FRAGMENTO DEL DOCUMENTO:
Hace unos meses escribía sobre la intervención de nuestra Consejera de Universidades, Gemma Geis, en el acto de inauguración del presente curso académico en la Universitat Autònoma de Barcelona. Entonces afirmó, sin ningún rubor, siendo profesora agregada de Derecho Administrativo en la Universidad de Girona, que “ya son tres de los seis países fundadores de la Unión Europea los que han dictaminado que el Presidente Puigdemont no ha cometido ningún delito…”. ¡Cómo si realmente hubiera sido juzgado y absuelto en Alemania, Bélgica e Italia, cuando solo se ha tratado su extradición!

El pasado 6 de abril, en la sesión de control a los consejeros, la misma Geis afirmaba en el Parlament: “… hoy aquí quiero dar mi apoyo a los estudiantes de la Autónoma que han sido condenados por la quema de banderas porque esta sentencia del Tribunal Supremo va en contra de la jurisprudencia del Tribunal Europeo de Derechos Humanos. Y también quiero dar apoyo al Claustro de la Universitat Politècnica de Catalunya porque las universidades no pueden ser neutrales… han de cumplir una misión que es velar por los derechos y las libertades fundamentales, por la lengua catalana, por un sistema democrático. Y, por tanto, todo el apoyo al Claustro de la UPC porque no posicionarse ante la persecución del Tribunal de Cuentas al profesor Mas Colell es ir en contra de la propia misión de la Universidad…”

Lo de que las universidades no pueden ser neutrales --¡prefiero no comentar lo de que estén obligadas a defender a líderes políticos investigados por presuntos delitos!-- es una aberración jurídica que, gracias a diversas iniciativas de la plataforma Universitaris per la Convivència, ya han constatado diversos tribunales, que han condenado a varias universidades públicas catalanas por vulneración de los derechos fundamentales a la libertad ideológica, a la libertad de expresión y a la educación. Los claustrales en modo alguno han sido elegidos por sus ideas políticas y, por tanto, carecen de legitimidad para pronunciarse políticamente en nombre de todos los miembros de la comunidad universitaria. También el Defensor del Pueblo, a petición de la misma plataforma, ha recordado a los rectores catalanes que los órganos de gobierno de nuestras universidades han de actuar de acuerdo con el principio de neutralidad ideológica.

TAREAS:
(A) Vuelve a escribir el listado, sin omitir ninguna línea, empezando por la línea que contiene "of the tropical" y siguiendo hasta su final, ambos extremos incluidos. Aumenta en 21 cada coordenada de las respuestas.
(B) Prolonga el artículo sobre la neutralidad política de las universidades catalanas a partir de su última frase.
El artículo y el listado no guardan ninguna relación entre sí.

DATOS EXTRAÍDOS:
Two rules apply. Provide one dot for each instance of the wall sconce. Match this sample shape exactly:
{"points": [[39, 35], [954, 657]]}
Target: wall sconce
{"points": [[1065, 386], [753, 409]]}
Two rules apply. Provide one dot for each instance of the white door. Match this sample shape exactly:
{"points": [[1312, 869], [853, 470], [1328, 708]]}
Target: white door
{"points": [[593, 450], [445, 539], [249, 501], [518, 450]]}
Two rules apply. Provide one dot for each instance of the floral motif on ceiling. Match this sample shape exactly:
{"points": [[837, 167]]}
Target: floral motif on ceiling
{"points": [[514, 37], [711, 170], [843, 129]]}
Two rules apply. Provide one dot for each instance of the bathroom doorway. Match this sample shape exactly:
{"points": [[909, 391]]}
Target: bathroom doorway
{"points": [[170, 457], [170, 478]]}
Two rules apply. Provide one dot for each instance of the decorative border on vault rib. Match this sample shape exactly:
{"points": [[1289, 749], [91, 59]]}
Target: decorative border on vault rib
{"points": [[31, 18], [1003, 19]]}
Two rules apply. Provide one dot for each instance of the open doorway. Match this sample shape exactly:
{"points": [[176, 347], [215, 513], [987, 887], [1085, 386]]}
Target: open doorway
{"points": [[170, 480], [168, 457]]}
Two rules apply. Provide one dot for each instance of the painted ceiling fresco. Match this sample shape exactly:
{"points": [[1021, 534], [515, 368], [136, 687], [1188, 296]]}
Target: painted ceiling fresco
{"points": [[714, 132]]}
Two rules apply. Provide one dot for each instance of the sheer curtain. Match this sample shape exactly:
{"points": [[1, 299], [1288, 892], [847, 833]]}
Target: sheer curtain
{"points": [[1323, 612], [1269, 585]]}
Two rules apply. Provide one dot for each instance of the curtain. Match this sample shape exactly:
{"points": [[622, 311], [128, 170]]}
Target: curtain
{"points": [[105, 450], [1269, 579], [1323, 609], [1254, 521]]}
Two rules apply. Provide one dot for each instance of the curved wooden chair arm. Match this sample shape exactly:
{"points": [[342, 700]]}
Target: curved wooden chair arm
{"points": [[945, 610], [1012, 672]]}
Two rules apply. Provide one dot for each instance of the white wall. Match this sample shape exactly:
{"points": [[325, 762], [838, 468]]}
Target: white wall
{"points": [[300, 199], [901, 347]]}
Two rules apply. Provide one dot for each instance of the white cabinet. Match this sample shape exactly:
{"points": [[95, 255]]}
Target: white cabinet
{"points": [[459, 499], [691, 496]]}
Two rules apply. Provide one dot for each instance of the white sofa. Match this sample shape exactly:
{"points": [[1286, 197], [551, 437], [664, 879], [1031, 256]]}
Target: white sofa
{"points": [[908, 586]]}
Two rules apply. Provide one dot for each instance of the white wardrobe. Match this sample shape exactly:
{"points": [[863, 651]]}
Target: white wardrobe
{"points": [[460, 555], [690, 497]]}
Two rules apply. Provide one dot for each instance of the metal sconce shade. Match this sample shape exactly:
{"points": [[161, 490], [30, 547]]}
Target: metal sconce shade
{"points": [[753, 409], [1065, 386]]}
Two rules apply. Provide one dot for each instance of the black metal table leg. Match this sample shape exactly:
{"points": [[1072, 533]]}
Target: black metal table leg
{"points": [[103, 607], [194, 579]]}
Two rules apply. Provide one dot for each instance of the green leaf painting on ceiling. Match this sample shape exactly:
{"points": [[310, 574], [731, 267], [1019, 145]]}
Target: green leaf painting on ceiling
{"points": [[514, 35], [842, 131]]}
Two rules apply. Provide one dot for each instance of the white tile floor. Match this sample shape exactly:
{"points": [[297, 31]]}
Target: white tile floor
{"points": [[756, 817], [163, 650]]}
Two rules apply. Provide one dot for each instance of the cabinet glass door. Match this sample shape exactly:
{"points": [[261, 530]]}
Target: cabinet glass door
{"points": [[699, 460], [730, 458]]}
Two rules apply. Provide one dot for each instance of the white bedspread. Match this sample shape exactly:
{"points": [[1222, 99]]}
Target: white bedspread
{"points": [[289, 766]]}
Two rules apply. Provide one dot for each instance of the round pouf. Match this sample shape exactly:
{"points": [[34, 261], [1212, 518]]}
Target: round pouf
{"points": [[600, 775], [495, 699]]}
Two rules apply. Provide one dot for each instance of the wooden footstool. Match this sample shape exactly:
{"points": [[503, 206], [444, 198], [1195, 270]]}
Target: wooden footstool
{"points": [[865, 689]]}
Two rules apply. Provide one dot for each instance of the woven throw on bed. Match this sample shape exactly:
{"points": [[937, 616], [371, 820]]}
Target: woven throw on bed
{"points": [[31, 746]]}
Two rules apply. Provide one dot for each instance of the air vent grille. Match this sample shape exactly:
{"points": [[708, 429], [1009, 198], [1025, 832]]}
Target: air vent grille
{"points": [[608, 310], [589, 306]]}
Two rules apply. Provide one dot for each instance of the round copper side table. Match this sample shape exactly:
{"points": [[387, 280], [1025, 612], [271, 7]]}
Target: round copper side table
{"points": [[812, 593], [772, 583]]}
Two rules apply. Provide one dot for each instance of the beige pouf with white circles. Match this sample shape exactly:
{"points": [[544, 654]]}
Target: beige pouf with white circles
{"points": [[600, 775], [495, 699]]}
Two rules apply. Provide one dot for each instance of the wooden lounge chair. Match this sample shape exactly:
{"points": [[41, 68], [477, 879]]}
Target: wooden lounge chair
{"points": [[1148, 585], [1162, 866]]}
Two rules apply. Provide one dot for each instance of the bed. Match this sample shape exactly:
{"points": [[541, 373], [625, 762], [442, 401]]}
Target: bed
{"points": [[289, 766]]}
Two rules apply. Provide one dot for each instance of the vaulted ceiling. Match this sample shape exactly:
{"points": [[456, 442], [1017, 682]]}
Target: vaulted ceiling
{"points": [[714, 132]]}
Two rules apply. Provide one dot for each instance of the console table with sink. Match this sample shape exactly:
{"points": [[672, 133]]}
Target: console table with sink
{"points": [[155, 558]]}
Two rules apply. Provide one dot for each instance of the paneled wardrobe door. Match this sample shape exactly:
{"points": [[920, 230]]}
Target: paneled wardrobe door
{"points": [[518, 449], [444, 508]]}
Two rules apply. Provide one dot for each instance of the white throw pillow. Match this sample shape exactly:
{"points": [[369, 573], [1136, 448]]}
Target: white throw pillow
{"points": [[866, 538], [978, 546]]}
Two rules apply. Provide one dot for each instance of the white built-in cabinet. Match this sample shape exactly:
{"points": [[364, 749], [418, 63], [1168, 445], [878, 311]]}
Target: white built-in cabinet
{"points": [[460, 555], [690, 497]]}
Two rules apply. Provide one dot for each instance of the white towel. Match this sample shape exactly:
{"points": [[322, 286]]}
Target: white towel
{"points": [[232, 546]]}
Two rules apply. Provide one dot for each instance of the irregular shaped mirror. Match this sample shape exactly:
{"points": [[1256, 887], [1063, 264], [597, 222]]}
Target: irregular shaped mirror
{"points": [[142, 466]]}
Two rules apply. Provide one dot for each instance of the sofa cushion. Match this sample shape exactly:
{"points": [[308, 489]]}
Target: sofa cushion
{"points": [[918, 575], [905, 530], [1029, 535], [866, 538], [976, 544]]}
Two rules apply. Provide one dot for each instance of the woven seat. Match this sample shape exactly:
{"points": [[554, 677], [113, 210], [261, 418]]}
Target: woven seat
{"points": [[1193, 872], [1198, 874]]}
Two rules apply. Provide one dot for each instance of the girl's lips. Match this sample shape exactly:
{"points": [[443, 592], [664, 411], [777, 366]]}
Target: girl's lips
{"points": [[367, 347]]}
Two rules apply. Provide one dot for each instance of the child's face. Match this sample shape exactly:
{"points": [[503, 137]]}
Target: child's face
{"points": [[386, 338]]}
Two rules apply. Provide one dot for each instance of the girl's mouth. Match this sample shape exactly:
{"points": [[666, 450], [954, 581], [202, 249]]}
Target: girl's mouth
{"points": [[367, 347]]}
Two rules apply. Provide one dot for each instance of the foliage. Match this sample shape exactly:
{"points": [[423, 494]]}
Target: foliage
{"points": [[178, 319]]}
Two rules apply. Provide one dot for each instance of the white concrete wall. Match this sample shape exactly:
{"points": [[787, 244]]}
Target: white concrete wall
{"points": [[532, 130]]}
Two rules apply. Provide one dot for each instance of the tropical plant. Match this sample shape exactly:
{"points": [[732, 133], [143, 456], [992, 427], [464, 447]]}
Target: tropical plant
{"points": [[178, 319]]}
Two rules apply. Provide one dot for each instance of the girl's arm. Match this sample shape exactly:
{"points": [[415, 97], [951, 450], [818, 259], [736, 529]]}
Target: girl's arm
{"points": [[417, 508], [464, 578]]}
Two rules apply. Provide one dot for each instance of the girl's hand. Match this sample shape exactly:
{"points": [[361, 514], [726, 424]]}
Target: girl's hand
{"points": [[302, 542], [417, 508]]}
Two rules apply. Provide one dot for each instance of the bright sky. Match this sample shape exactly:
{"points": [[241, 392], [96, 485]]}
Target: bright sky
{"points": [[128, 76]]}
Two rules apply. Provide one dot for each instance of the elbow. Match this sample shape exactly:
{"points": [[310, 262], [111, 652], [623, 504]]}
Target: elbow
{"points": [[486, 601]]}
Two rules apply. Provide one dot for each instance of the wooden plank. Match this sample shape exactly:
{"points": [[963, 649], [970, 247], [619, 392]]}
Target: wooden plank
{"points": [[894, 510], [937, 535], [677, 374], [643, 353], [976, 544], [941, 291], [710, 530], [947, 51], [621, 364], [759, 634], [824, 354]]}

RESULTADOS:
(A)
Two rules apply. Provide one dot for each instance of the tropical plant. Match this sample shape exactly:
{"points": [[732, 133], [143, 456], [992, 427], [464, 447]]}
Target: tropical plant
{"points": [[199, 340]]}
Two rules apply. Provide one dot for each instance of the girl's arm. Match this sample shape exactly:
{"points": [[415, 97], [951, 450], [818, 259], [736, 529]]}
Target: girl's arm
{"points": [[438, 529], [485, 599]]}
Two rules apply. Provide one dot for each instance of the girl's hand. Match this sample shape exactly:
{"points": [[361, 514], [726, 424]]}
Target: girl's hand
{"points": [[323, 563], [438, 529]]}
Two rules apply. Provide one dot for each instance of the bright sky. Match this sample shape exactly:
{"points": [[241, 392], [96, 485]]}
Target: bright sky
{"points": [[149, 97]]}
Two rules apply. Provide one dot for each instance of the elbow. Match this sample shape exactly:
{"points": [[310, 262], [111, 652], [623, 504]]}
Target: elbow
{"points": [[507, 622]]}
Two rules apply. Provide one dot for each instance of the wooden plank. Match this sample shape exactly:
{"points": [[963, 649], [970, 247], [619, 392]]}
Target: wooden plank
{"points": [[915, 531], [958, 556], [698, 395], [664, 374], [997, 565], [962, 312], [731, 551], [968, 72], [642, 385], [780, 655], [845, 375]]}

(B)
Por lo que respecta a la sentencia del Tribunal Supremo que condena por ultraje a la bandera a tres jóvenes que rodearon e increparon a estudiantes del colectivo de Socitat Civil Catalana de la Universitat Autònoma de Barcelona en 2016, arrancando la bandera de España de su carpa y rajándola después --cuando participaban en una feria de entidades invitados por la propia Universidad--, resulta inaudito que una profesora de Derecho insinúe que se ha vulnerado el derecho a la libertad de expresión de los agresores cuando lo que sucedió --he de precisar que fui testigo de parte de los hechos-- fue que se vulneró de forma flagrante este mismo derecho, pero el de los agredidos. Es cierto que el Tribunal Europeo de Derechos Humanos ha dictaminado que la quema de fotos del Rey queda amparada por la libertad de expresión, pero no después de habérselas arrancado violentamente a sus propietarios cuando, en un acto público y pacífico, defendían sus ideas monárquicas (en este caso, constitucionalistas).

Estamos habituados a los desatinos jurídicos de los líderes políticos y sociales de procés, pero que la máxima responsable de Universidades de la Generalitat, profesora, ¡insisto!, de Derecho, afirme estas cosas, recibiendo por ello el aplauso mayoritario de nuestros legisladores autonómicos debería constituir un serio motivo de preocupación para nuestros rectores.

En vez de ello, tienen comportamientos tan delirantes como posar juntos en una foto grotesca portando pancartas con la propaganda de Òmnium Cultural que reivindicaba la amnistía --manifiestamente inconstitucional-- para los presos del procés, o firmar, por iniciativa del denominado “Movimiento estudiantil”, un “Compromís contra la crisi educativa”. Si el primer hecho es esperpéntico, el segundo, al tratarse de un documento se supone que negociado y meditado, resulta alarmante. No solo por su contenido --los rectores se comprometen a dar apoyo a los universitarios “injustamente encausados” y a tratar de que el español se convierta en una lengua absolutamente marginal en nuestros campus-- sino por el hecho de aceptar como interlocutor a un colectivo que ha reconocido ser el autor de las continuas agresiones que sufren los estudiantes constitucionalistas en nuestras universidades.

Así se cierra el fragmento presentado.